▶ _Short exercise_
Pick out every line in the data below that contains the word "green" and copy those lines unchanged.

- - - - -

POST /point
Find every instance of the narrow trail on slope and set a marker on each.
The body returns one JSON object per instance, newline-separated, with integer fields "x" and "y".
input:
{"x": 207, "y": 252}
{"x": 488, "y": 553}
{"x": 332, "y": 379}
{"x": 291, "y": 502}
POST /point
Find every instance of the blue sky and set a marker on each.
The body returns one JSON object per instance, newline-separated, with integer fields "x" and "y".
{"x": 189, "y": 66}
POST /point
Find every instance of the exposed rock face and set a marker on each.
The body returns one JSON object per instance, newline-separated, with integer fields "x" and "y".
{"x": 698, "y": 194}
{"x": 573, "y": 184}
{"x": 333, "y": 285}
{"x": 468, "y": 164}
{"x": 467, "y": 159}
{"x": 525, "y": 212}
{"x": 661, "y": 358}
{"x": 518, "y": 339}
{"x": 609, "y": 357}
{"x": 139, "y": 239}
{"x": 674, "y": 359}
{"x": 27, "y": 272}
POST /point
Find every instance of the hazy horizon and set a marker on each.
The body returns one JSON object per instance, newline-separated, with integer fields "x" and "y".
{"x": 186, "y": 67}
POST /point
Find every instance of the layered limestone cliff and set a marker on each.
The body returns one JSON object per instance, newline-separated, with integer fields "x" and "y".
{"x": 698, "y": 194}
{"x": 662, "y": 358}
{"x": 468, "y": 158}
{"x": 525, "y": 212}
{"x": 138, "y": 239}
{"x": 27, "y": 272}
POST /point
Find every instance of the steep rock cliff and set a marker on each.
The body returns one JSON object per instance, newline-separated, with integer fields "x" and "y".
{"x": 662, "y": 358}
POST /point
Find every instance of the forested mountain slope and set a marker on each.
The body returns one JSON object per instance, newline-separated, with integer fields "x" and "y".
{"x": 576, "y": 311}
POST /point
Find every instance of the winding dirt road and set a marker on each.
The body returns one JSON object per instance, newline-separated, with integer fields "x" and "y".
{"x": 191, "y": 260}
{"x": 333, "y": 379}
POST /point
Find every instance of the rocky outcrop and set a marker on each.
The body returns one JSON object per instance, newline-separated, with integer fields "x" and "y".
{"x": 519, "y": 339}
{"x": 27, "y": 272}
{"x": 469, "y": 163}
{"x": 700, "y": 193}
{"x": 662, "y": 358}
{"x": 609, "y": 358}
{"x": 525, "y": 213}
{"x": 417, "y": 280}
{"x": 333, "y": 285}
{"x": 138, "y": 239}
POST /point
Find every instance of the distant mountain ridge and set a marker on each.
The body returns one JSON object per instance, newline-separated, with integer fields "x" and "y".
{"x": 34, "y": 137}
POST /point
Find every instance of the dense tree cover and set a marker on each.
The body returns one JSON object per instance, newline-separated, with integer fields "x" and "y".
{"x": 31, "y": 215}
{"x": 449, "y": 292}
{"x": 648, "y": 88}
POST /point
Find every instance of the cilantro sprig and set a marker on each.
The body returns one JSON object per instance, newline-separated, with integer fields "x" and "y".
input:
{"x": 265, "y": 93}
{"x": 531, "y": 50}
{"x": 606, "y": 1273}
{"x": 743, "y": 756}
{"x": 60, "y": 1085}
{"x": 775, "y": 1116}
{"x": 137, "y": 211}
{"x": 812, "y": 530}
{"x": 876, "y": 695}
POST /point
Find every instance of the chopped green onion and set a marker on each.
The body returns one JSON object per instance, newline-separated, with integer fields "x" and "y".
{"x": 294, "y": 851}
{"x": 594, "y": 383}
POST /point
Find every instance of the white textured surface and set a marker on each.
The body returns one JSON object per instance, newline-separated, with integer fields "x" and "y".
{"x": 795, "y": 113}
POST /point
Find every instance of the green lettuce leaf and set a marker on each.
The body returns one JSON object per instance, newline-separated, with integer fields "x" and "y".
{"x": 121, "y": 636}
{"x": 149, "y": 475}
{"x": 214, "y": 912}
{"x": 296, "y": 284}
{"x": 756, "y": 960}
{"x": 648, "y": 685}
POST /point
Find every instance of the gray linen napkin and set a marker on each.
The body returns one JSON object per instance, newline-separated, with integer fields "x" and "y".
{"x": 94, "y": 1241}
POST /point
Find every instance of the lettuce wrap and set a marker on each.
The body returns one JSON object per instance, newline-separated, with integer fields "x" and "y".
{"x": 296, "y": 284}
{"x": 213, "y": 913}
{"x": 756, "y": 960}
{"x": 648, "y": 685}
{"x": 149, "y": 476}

- - - - -

▶ _Solution below_
Find every instance of the chopped green onion and set a marker on each.
Find every instance of the green lettuce leaf and set a marker on each.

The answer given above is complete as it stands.